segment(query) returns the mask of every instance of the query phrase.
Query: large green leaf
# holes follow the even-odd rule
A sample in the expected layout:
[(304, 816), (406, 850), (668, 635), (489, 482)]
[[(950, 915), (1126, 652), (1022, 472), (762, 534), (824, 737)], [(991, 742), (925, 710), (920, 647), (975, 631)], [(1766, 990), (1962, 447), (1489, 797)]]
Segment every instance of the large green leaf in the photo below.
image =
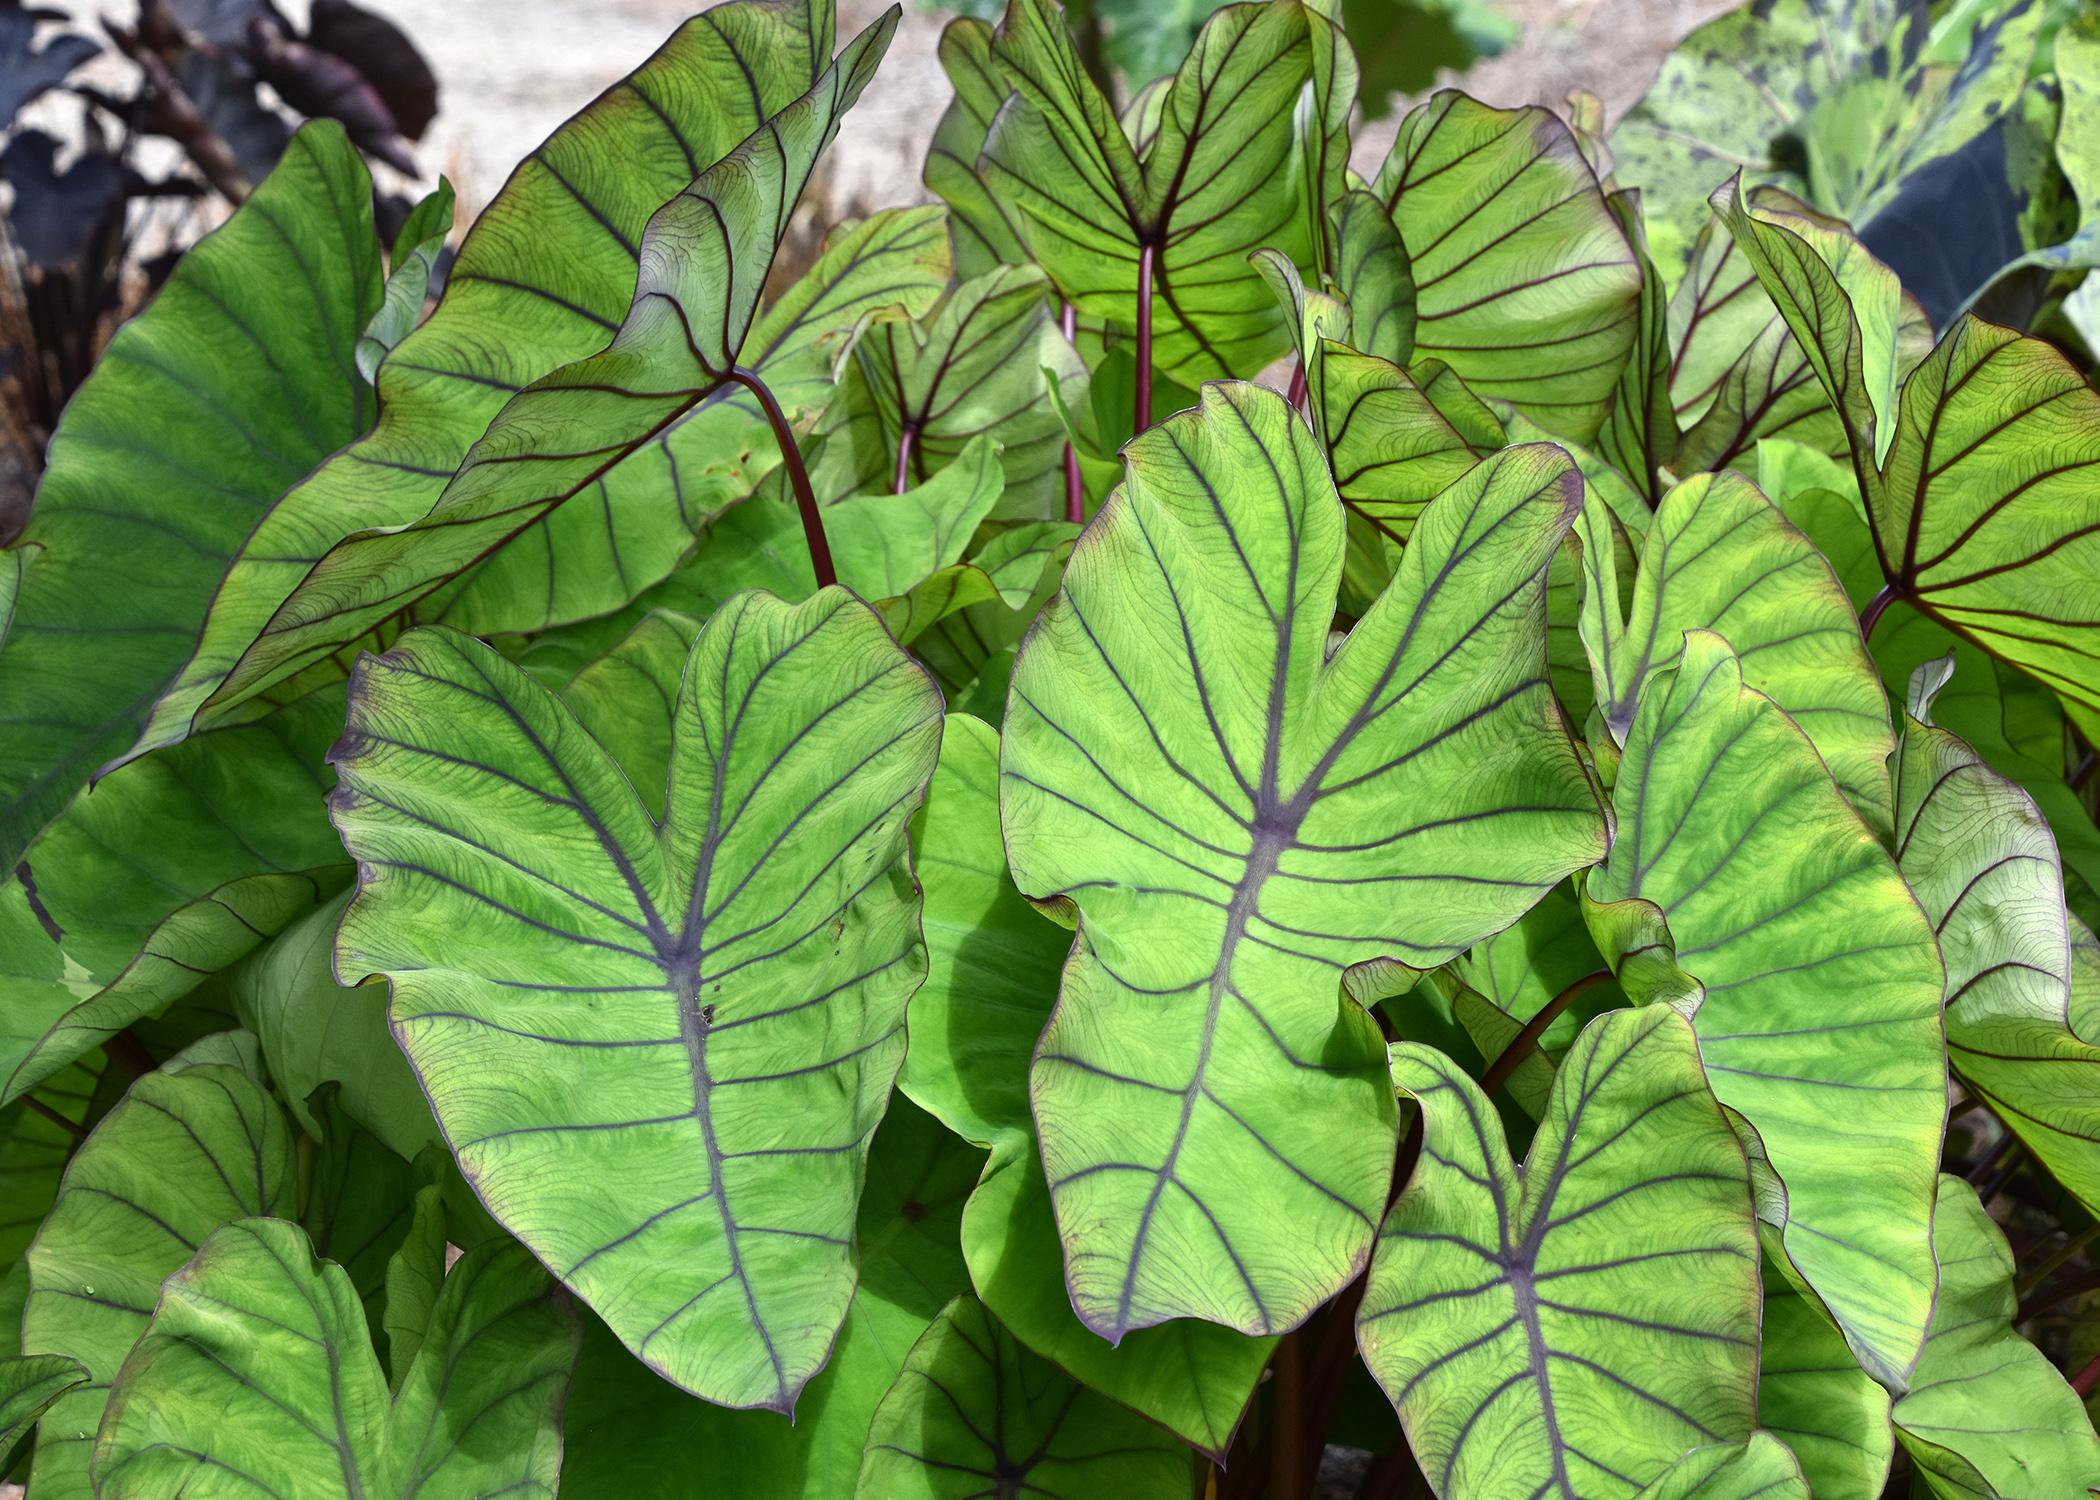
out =
[(357, 371), (367, 381), (379, 378), (380, 361), (422, 320), (423, 302), (437, 279), (438, 257), (452, 233), (452, 208), (452, 184), (440, 177), (437, 190), (408, 211), (394, 235), (379, 311), (357, 336)]
[[(140, 748), (189, 732), (324, 553), (361, 528), (421, 519), (513, 394), (604, 347), (633, 299), (649, 216), (810, 86), (832, 28), (825, 0), (719, 5), (519, 164), (460, 245), (444, 300), (381, 369), (377, 427), (255, 518), (224, 565)], [(667, 483), (622, 477), (647, 496)]]
[(2047, 683), (2100, 733), (2100, 394), (2052, 345), (1965, 314), (1899, 403), (1893, 277), (1827, 259), (1828, 244), (1728, 190), (1715, 201), (1844, 418), (1889, 596)]
[(1170, 1495), (1181, 1446), (1027, 1349), (975, 1297), (941, 1310), (875, 1408), (856, 1495)]
[(1683, 1017), (1590, 1023), (1524, 1164), (1443, 1053), (1393, 1048), (1422, 1154), (1358, 1344), (1440, 1495), (1632, 1495), (1756, 1425), (1750, 1172)]
[(1809, 1500), (1813, 1493), (1787, 1445), (1753, 1432), (1747, 1442), (1692, 1449), (1638, 1500)]
[(576, 1314), (522, 1245), (461, 1257), (389, 1399), (341, 1266), (244, 1219), (170, 1276), (95, 1442), (110, 1500), (540, 1495), (561, 1468)]
[(1356, 93), (1340, 30), (1301, 0), (1218, 11), (1156, 96), (1142, 149), (1052, 0), (1014, 0), (992, 58), (1015, 93), (978, 170), (1065, 300), (1130, 331), (1149, 259), (1162, 373), (1193, 384), (1281, 353), (1283, 321), (1247, 256), (1268, 246), (1302, 267), (1326, 260)]
[(67, 405), (10, 559), (0, 869), (138, 735), (248, 527), (371, 421), (379, 289), (364, 162), (309, 125)]
[(2058, 1181), (2100, 1213), (2100, 1015), (2073, 987), (2100, 949), (2064, 910), (2048, 821), (1933, 722), (1945, 664), (1920, 667), (1896, 760), (1896, 858), (1947, 963), (1947, 1060)]
[(1612, 386), (1611, 409), (1597, 429), (1596, 448), (1653, 509), (1666, 488), (1662, 470), (1677, 465), (1677, 408), (1670, 399), (1669, 290), (1648, 256), (1638, 188), (1605, 196), (1605, 204), (1641, 268), (1641, 300), (1633, 347)]
[[(642, 236), (633, 305), (612, 342), (513, 396), (427, 516), (331, 548), (278, 607), (216, 700), (237, 702), (336, 656), (585, 491), (598, 495), (600, 515), (578, 511), (588, 520), (582, 530), (564, 523), (546, 531), (537, 557), (514, 545), (505, 557), (519, 561), (498, 565), (508, 576), (474, 580), (444, 618), (483, 634), (536, 629), (617, 608), (670, 572), (692, 527), (748, 486), (740, 482), (712, 506), (699, 494), (665, 505), (658, 445), (681, 423), (682, 433), (703, 434), (692, 439), (700, 447), (723, 440), (717, 428), (726, 424), (732, 454), (773, 441), (748, 394), (729, 399), (731, 375), (789, 216), (839, 118), (874, 76), (895, 24), (890, 15), (861, 33), (808, 93), (657, 210)], [(919, 251), (945, 250), (932, 210), (871, 222), (855, 243), (869, 238), (866, 255), (880, 256), (900, 237)], [(849, 255), (846, 274), (864, 258)], [(852, 300), (861, 310), (889, 300), (891, 282), (875, 279), (869, 288), (854, 277)], [(855, 312), (833, 312), (843, 312), (846, 327), (857, 320)], [(615, 501), (598, 488), (630, 458), (655, 475), (647, 497), (655, 503), (632, 508), (636, 529), (612, 520)], [(565, 546), (588, 532), (599, 540), (581, 557)], [(601, 555), (603, 566), (586, 565)]]
[(1601, 853), (1545, 680), (1581, 500), (1511, 449), (1423, 512), (1330, 653), (1342, 507), (1274, 392), (1208, 386), (1125, 449), (1014, 669), (1022, 891), (1082, 913), (1032, 1071), (1073, 1305), (1282, 1332), (1369, 1253), (1391, 1174), (1351, 998), (1507, 926)]
[(322, 801), (341, 722), (339, 693), (311, 694), (119, 767), (44, 830), (0, 884), (0, 1098), (159, 1015), (348, 878)]
[(2100, 1437), (2041, 1350), (2013, 1331), (2013, 1258), (1975, 1191), (1940, 1179), (1939, 1305), (1896, 1436), (1941, 1500), (2100, 1491)]
[[(94, 1054), (60, 1069), (25, 1098), (0, 1108), (0, 1183), (7, 1187), (6, 1207), (0, 1209), (0, 1277), (20, 1268), (22, 1252), (29, 1248), (37, 1226), (58, 1196), (59, 1178), (73, 1148), (115, 1102), (105, 1097), (117, 1087), (114, 1080), (109, 1085), (103, 1082), (108, 1066), (101, 1054)], [(35, 1107), (29, 1104), (30, 1098), (36, 1100)], [(0, 1319), (4, 1319), (0, 1326), (15, 1325), (0, 1333), (0, 1354), (15, 1352), (20, 1314), (19, 1302), (10, 1309), (0, 1297)]]
[(1786, 1439), (1820, 1500), (1880, 1500), (1896, 1448), (1889, 1393), (1814, 1300), (1769, 1270), (1757, 1415)]
[(1401, 122), (1371, 190), (1407, 246), (1415, 357), (1586, 441), (1633, 347), (1641, 266), (1568, 127), (1446, 90)]
[(868, 1155), (860, 1285), (792, 1426), (725, 1411), (660, 1379), (590, 1320), (563, 1420), (563, 1489), (621, 1500), (838, 1500), (868, 1421), (920, 1334), (969, 1287), (956, 1220), (981, 1153), (898, 1100)]
[(1077, 400), (1086, 367), (1058, 331), (1049, 288), (1033, 266), (1000, 266), (955, 288), (923, 321), (880, 324), (854, 345), (892, 488), (925, 483), (989, 436), (1004, 445), (999, 515), (1064, 513), (1064, 427), (1045, 372)]
[(367, 658), (337, 751), (363, 875), (338, 966), (393, 980), (506, 1228), (653, 1368), (786, 1410), (852, 1296), (925, 973), (904, 824), (940, 699), (844, 591), (750, 593), (694, 643), (675, 719), (659, 822), (488, 648), (426, 630)]
[(927, 975), (899, 1087), (992, 1158), (963, 1210), (977, 1295), (1014, 1337), (1091, 1389), (1222, 1457), (1273, 1340), (1177, 1319), (1111, 1346), (1065, 1292), (1028, 1106), (1028, 1061), (1071, 939), (1021, 898), (999, 833), (999, 737), (951, 714), (914, 840)]
[(237, 1067), (149, 1073), (103, 1118), (29, 1248), (23, 1351), (77, 1359), (90, 1376), (38, 1431), (39, 1500), (89, 1494), (89, 1449), (110, 1382), (161, 1281), (220, 1225), (294, 1212), (298, 1191), (293, 1132)]
[(1931, 923), (1813, 742), (1709, 631), (1649, 678), (1612, 795), (1618, 841), (1586, 890), (1598, 946), (1636, 1001), (1692, 1016), (1776, 1179), (1760, 1211), (1900, 1390), (1932, 1307), (1947, 1110)]
[(1808, 734), (1852, 805), (1889, 827), (1896, 744), (1881, 674), (1830, 564), (1756, 485), (1698, 474), (1672, 488), (1625, 603), (1601, 502), (1579, 524), (1582, 640), (1614, 739), (1626, 743), (1642, 685), (1677, 660), (1684, 633), (1711, 630), (1733, 647), (1744, 682)]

━━━━

> _Task_: Above are the records; print exactly the lines from the line with "Query: large green leaf" to the line with "[(304, 816), (406, 850), (668, 635), (489, 482)]", including both, and nothing else.

> _Result_:
Query: large green leaf
# holes follow the even-odd rule
A sample in the expected layout:
[(304, 816), (406, 850), (668, 635), (489, 482)]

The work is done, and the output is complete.